→ **REQUIREMENT**
Copy word for word the lines running from the line with "Give bounding boxes for inflatable blue" up to and including the line with "[0,462,108,827]".
------------------------------------
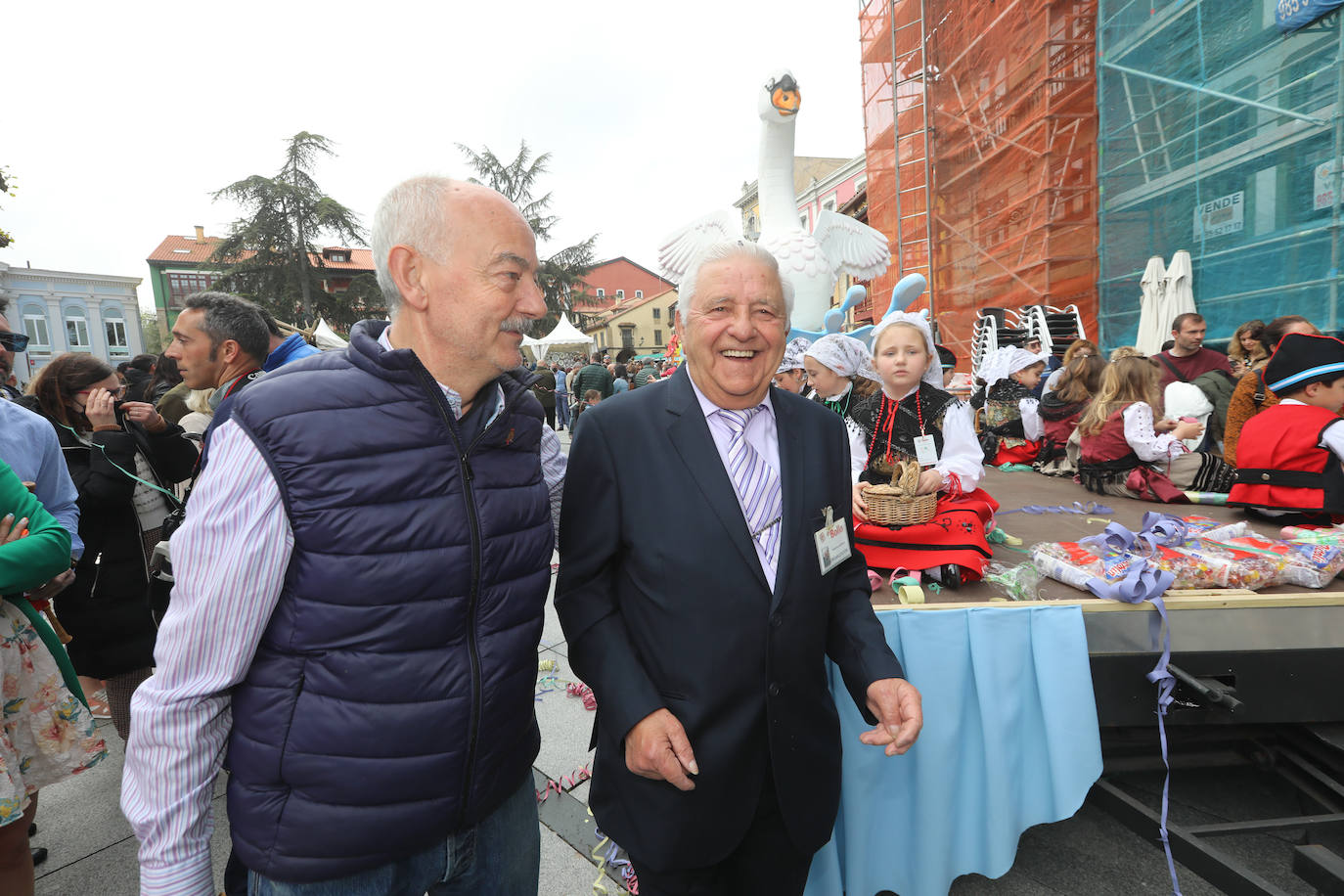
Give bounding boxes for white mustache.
[500,317,536,336]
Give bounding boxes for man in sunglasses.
[0,314,28,402]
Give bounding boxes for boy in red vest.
[1227,334,1344,522]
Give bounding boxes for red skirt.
[853,489,999,582]
[992,442,1040,467]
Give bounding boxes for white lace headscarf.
[776,336,812,374]
[804,334,881,382]
[873,312,942,389]
[976,345,1046,388]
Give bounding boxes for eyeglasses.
[0,331,28,352]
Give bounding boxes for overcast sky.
[0,0,863,306]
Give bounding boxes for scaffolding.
[860,0,1097,359]
[1097,0,1344,344]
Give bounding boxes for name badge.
[813,507,849,575]
[916,435,938,467]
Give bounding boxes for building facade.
[145,224,383,336]
[583,289,676,355]
[0,262,144,382]
[571,255,673,316]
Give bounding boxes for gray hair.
[370,175,453,317]
[181,292,270,364]
[676,239,793,332]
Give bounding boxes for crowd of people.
[0,169,1344,896]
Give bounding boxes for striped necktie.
[718,404,784,564]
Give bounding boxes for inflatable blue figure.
[789,274,928,344]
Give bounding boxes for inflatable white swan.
[658,71,891,331]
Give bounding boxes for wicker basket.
[863,461,938,528]
[863,485,938,526]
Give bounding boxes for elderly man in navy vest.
[555,242,923,896]
[122,177,564,896]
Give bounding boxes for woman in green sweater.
[0,461,108,896]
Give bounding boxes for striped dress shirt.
[121,354,565,896]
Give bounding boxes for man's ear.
[387,244,428,312]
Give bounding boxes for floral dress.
[0,462,108,827]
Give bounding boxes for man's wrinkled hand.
[28,569,75,601]
[859,679,923,756]
[625,709,700,790]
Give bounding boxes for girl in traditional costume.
[1078,357,1236,503]
[970,346,1046,467]
[851,313,999,587]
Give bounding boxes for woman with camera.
[28,353,197,739]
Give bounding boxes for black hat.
[1265,334,1344,392]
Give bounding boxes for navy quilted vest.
[229,321,554,882]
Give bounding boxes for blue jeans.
[247,773,542,896]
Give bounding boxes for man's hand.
[625,709,700,790]
[859,679,923,756]
[851,482,869,525]
[28,569,75,601]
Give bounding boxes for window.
[22,314,51,350]
[102,318,130,355]
[66,312,93,352]
[168,274,215,307]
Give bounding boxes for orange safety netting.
[856,0,1098,370]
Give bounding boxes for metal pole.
[892,0,906,278]
[1328,14,1344,334]
[1100,62,1330,127]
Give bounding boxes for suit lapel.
[668,366,787,590]
[769,388,800,612]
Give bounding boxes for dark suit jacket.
[555,368,903,871]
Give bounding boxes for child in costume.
[971,346,1046,467]
[851,312,999,587]
[802,334,881,481]
[1036,355,1106,475]
[1227,334,1344,524]
[1078,357,1235,503]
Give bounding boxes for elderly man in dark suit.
[555,242,922,896]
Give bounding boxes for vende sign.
[1194,193,1241,239]
[1312,161,1340,211]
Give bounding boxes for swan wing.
[812,209,891,280]
[658,208,741,282]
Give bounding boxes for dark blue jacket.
[229,321,553,882]
[262,334,323,374]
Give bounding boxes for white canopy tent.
[522,313,593,361]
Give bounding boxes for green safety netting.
[1097,0,1344,346]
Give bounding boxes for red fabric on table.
[853,489,999,582]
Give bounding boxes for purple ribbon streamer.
[1079,512,1188,896]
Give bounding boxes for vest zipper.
[416,359,529,830]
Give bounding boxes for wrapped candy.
[1208,535,1344,589]
[1031,541,1142,591]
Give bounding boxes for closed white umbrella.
[1161,248,1194,328]
[1135,255,1171,355]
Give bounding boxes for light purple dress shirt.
[686,367,784,593]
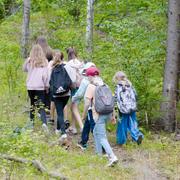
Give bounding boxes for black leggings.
[28,90,47,124]
[54,96,69,134]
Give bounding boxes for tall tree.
[21,0,31,58]
[161,0,180,132]
[86,0,94,60]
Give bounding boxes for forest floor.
[0,112,180,180]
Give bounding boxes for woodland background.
[0,0,180,179]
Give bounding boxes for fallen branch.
[0,154,67,180]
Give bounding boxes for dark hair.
[66,47,77,61]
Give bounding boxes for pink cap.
[86,67,99,76]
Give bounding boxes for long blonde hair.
[52,50,64,68]
[113,71,132,85]
[36,36,53,61]
[30,44,48,68]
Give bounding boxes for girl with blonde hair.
[65,47,83,134]
[50,51,72,140]
[23,45,49,130]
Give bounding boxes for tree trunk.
[86,0,94,60]
[161,0,180,132]
[21,0,31,58]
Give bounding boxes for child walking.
[83,67,118,166]
[113,71,143,145]
[23,45,49,131]
[50,51,72,140]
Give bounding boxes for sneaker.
[107,156,118,167]
[59,134,67,141]
[137,135,143,145]
[77,142,87,151]
[42,123,49,133]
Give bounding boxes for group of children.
[23,37,143,166]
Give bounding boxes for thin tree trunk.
[21,0,31,58]
[161,0,180,132]
[86,0,94,60]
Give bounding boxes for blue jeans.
[54,96,69,134]
[116,112,143,144]
[93,114,115,158]
[81,109,95,145]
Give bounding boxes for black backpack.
[50,64,72,97]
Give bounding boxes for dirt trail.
[113,147,168,180]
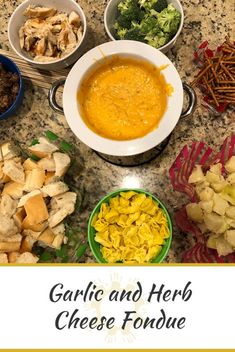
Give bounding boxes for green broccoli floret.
[124,27,146,43]
[157,4,181,36]
[145,32,170,49]
[140,15,160,35]
[139,0,167,12]
[118,0,144,22]
[152,0,168,12]
[116,15,131,29]
[113,22,128,39]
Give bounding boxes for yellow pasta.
[92,191,170,263]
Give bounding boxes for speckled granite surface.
[0,0,235,262]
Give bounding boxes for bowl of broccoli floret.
[104,0,184,53]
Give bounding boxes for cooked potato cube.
[226,205,235,220]
[199,199,214,214]
[211,181,228,193]
[216,236,233,255]
[227,172,235,184]
[188,165,205,183]
[186,203,203,222]
[204,213,224,233]
[210,163,222,175]
[224,230,235,248]
[199,187,214,201]
[206,171,223,183]
[224,155,235,174]
[206,235,218,249]
[213,193,229,215]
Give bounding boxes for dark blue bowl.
[0,55,24,120]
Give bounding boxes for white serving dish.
[8,0,87,70]
[49,40,196,156]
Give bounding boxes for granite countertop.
[0,0,235,262]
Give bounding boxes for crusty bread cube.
[24,194,49,225]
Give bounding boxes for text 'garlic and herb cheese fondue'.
[78,56,173,140]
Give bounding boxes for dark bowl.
[0,55,24,120]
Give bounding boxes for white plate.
[63,40,183,156]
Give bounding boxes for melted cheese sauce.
[78,57,172,140]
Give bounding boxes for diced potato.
[216,236,233,255]
[213,193,229,215]
[206,235,218,249]
[227,172,235,184]
[197,222,207,233]
[188,165,205,183]
[226,217,235,229]
[216,218,229,234]
[199,187,214,201]
[206,171,223,183]
[204,213,225,233]
[211,181,228,193]
[226,206,235,220]
[224,230,235,248]
[224,155,235,174]
[195,181,210,197]
[199,199,214,214]
[186,203,203,222]
[210,163,222,175]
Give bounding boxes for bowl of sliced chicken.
[8,0,87,70]
[0,136,77,263]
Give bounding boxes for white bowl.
[8,0,87,70]
[104,0,184,53]
[49,40,195,156]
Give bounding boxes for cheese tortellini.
[92,191,170,263]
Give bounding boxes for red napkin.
[169,134,235,263]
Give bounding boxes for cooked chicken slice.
[24,35,36,51]
[13,207,26,230]
[57,28,69,52]
[0,215,18,236]
[23,158,38,171]
[17,189,42,208]
[0,194,18,218]
[0,142,19,160]
[0,253,8,264]
[51,223,65,235]
[2,181,24,199]
[51,192,77,209]
[38,227,55,246]
[20,236,36,253]
[19,27,24,49]
[2,159,25,183]
[24,168,45,192]
[50,24,62,34]
[69,11,81,27]
[33,56,57,62]
[28,138,58,158]
[48,203,74,228]
[24,194,49,225]
[15,252,39,264]
[0,234,22,253]
[41,181,69,197]
[45,41,55,57]
[24,6,57,19]
[46,13,68,25]
[51,235,64,249]
[37,157,56,172]
[34,37,46,56]
[53,152,71,177]
[8,252,20,263]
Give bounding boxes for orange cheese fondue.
[78,57,171,140]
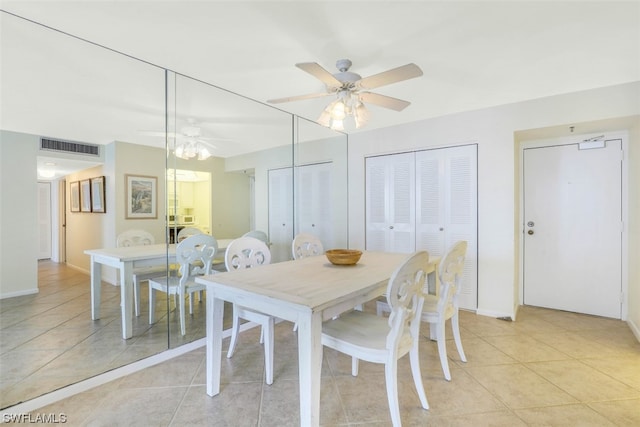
------------------------------------
→ **TASK ANSWER**
Give bounding boxes for inflatable blue figure.
[789,274,928,344]
Give bounding boxes for inflatable white swan.
[658,71,891,331]
Give bounding boxes for wicker basket.
[863,461,938,528]
[863,485,938,526]
Give bounding boxes for elderly man in navy vest.
[555,242,923,896]
[122,177,564,896]
Give bounding boxes for woman in green sweater.
[0,461,108,896]
Give bounding boxes for striped dress shirt.
[121,354,565,896]
Give bounding boxes for man's ear.
[387,244,428,312]
Give bounding boxes for floral dress.
[0,462,108,827]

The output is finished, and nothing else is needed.